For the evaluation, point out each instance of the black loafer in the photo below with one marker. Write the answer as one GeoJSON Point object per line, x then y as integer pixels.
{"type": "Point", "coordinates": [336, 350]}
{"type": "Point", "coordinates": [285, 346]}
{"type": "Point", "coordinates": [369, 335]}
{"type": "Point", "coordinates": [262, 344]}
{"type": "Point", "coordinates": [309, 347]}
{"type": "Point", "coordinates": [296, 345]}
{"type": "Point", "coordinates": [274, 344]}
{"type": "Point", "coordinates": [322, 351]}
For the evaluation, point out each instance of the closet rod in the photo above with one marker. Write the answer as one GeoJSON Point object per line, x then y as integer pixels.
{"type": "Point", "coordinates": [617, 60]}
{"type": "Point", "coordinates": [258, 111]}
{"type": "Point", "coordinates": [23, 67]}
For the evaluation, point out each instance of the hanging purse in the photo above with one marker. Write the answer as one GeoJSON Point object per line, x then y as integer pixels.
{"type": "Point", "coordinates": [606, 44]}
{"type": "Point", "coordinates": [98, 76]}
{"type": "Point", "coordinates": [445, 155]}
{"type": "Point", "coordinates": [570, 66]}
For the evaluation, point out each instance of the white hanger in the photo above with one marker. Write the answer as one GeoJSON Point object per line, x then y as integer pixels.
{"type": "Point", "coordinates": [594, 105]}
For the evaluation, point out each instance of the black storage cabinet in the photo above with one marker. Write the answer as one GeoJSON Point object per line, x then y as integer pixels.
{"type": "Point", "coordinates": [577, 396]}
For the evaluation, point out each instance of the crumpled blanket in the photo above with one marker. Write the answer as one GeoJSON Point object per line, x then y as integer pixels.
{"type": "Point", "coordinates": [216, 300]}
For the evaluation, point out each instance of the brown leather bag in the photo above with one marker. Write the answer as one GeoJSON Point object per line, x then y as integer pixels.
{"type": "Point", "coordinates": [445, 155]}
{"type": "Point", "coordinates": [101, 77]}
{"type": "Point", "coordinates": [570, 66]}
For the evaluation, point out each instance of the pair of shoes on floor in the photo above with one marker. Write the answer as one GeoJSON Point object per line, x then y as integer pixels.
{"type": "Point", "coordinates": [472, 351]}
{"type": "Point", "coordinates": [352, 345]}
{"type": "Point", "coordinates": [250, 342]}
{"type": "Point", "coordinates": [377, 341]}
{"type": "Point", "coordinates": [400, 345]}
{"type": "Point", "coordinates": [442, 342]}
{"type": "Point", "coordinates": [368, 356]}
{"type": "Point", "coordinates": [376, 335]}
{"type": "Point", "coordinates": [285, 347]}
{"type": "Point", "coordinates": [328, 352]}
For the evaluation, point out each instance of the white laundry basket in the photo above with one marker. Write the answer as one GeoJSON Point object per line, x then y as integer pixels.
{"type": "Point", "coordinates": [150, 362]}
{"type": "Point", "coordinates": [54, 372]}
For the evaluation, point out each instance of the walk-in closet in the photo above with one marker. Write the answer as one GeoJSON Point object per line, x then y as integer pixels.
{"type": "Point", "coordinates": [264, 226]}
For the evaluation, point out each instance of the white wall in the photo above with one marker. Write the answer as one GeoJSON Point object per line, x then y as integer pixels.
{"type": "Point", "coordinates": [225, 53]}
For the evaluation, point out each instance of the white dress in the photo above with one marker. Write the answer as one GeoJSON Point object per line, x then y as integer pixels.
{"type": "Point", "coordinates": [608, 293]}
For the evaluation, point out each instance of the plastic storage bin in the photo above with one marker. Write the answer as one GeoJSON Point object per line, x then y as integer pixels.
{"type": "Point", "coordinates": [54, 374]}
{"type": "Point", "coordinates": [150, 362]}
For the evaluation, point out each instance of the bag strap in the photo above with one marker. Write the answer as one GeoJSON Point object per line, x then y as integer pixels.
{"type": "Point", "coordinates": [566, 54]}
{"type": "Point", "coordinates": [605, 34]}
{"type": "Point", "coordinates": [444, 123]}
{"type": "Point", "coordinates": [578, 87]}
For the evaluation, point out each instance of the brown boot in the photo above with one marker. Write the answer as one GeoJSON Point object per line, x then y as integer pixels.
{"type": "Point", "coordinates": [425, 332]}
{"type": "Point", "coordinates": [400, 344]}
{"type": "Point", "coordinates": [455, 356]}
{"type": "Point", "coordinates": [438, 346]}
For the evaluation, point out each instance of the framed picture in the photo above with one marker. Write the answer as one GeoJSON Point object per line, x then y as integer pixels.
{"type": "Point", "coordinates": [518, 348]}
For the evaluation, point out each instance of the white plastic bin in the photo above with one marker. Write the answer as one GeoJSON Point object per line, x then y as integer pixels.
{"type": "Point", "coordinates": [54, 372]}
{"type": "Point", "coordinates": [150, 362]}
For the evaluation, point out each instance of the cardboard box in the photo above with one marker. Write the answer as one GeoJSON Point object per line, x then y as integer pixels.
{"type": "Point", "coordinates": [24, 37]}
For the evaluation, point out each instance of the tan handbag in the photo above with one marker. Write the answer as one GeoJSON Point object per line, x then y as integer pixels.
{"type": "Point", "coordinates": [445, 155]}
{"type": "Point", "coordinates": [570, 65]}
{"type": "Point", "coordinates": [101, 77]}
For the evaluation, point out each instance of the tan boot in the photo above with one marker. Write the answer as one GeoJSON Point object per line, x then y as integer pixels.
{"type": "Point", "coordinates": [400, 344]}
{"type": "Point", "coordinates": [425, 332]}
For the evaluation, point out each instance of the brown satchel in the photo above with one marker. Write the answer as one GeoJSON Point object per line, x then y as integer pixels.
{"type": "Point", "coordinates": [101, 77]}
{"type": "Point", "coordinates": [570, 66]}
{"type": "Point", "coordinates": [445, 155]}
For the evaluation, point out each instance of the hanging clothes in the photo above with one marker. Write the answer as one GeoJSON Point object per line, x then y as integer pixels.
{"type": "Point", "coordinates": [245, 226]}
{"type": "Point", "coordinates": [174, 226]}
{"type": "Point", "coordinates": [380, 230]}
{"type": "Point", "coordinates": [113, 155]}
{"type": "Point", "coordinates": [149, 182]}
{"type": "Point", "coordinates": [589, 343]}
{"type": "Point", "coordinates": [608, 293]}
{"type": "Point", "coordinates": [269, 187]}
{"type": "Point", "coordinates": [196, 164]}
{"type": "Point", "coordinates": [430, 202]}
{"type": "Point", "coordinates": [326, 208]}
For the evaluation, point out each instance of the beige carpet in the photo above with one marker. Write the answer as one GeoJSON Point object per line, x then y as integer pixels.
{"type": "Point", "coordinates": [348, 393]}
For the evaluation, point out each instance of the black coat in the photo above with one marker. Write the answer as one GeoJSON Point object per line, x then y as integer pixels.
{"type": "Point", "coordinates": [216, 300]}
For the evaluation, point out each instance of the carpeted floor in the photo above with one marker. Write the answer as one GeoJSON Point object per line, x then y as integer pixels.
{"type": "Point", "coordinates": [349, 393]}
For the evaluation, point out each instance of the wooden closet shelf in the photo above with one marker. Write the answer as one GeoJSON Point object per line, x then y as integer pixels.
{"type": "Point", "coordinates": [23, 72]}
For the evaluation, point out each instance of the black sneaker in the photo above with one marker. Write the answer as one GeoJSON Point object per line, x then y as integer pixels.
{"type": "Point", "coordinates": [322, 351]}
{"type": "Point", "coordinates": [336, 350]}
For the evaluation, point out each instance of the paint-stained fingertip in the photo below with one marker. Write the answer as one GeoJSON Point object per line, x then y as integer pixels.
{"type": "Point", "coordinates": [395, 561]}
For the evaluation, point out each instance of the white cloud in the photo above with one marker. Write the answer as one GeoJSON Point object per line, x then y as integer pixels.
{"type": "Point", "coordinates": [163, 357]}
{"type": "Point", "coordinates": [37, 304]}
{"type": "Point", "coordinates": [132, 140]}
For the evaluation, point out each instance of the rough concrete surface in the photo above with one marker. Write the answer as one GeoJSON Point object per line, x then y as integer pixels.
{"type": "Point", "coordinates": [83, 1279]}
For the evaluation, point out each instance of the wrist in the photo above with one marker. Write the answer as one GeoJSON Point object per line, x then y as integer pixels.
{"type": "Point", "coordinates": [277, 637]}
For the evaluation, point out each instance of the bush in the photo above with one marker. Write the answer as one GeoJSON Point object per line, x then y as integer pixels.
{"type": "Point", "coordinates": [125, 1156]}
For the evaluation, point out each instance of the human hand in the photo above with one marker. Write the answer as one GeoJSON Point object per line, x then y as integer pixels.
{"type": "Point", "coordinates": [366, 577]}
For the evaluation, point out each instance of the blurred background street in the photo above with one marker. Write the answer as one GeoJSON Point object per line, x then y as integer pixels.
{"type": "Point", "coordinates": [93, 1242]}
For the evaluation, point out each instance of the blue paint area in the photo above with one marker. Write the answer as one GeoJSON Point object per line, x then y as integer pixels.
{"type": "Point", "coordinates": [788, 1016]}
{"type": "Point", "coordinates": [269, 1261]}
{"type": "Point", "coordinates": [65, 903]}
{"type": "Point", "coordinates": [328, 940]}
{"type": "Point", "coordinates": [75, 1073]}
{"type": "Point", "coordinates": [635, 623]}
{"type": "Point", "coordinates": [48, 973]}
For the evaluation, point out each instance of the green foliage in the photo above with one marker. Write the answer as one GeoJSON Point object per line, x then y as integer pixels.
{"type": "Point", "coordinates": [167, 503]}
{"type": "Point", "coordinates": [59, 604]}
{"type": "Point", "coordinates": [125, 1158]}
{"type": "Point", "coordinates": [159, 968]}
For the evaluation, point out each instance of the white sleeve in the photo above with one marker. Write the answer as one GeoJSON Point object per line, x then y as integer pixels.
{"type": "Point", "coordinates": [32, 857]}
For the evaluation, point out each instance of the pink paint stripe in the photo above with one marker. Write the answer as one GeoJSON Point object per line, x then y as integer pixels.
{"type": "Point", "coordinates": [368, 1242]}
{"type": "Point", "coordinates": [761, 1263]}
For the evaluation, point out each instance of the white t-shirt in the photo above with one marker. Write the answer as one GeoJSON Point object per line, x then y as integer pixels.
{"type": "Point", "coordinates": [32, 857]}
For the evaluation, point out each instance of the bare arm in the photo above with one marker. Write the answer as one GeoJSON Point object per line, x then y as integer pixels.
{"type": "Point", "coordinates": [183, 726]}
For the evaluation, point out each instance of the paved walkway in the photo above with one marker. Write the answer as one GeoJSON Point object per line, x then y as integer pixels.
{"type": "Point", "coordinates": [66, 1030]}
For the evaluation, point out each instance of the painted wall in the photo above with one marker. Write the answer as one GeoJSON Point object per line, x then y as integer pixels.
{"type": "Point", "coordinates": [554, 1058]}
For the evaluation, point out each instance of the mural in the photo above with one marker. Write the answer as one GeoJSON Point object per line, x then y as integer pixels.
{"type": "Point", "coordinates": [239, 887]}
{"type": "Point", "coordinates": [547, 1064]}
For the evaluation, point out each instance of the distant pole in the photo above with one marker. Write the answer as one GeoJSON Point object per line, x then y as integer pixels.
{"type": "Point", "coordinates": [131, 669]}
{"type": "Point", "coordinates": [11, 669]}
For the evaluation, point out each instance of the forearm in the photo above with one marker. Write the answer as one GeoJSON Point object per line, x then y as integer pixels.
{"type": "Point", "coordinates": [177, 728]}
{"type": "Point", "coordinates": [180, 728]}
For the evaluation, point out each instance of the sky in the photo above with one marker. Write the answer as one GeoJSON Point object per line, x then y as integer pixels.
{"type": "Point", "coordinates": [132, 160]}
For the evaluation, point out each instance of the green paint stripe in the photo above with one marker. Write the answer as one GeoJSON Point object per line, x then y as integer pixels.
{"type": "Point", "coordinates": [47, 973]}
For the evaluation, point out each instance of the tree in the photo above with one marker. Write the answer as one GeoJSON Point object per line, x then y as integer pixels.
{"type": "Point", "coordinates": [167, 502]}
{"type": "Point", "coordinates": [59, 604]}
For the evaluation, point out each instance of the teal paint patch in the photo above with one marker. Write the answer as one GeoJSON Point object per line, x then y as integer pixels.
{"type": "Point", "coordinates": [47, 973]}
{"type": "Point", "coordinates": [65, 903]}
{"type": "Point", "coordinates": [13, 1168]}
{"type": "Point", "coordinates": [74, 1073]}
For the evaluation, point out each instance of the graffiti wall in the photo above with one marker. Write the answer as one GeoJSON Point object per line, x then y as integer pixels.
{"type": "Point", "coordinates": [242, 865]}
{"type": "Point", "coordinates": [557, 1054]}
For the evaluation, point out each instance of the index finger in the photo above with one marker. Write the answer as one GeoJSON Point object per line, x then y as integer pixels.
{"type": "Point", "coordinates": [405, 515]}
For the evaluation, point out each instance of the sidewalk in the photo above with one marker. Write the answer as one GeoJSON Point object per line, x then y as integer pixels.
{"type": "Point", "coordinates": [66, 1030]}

#####

Write the lines out exactly, from the one with "For the evaluation, point out each instance of the teal" down to the last line of the listing, and leave out all others.

For the evaluation, point out each instance of the teal paint patch in the photo above with one marker. Write the answer as one GeoJSON Point object per line, x then y as integer pixels.
{"type": "Point", "coordinates": [47, 973]}
{"type": "Point", "coordinates": [65, 903]}
{"type": "Point", "coordinates": [13, 1168]}
{"type": "Point", "coordinates": [74, 1073]}
For the evaluation, point out each instance of the graffiti wall in the photo above with one marker. Write the answer as one GeoJSON Point object per line, x then y as integer pixels.
{"type": "Point", "coordinates": [242, 865]}
{"type": "Point", "coordinates": [557, 1054]}
For the evaluation, point out each instance of the index finger in the photo above with one marker. Write the answer as one GeoJSON Point object per line, x then y as integer pixels.
{"type": "Point", "coordinates": [405, 515]}
For the evaluation, point out each instance of the sidewalk in the photo above with one marker. Write the answer as one GeoJSON Point object per line, x then y as integer pixels.
{"type": "Point", "coordinates": [66, 1030]}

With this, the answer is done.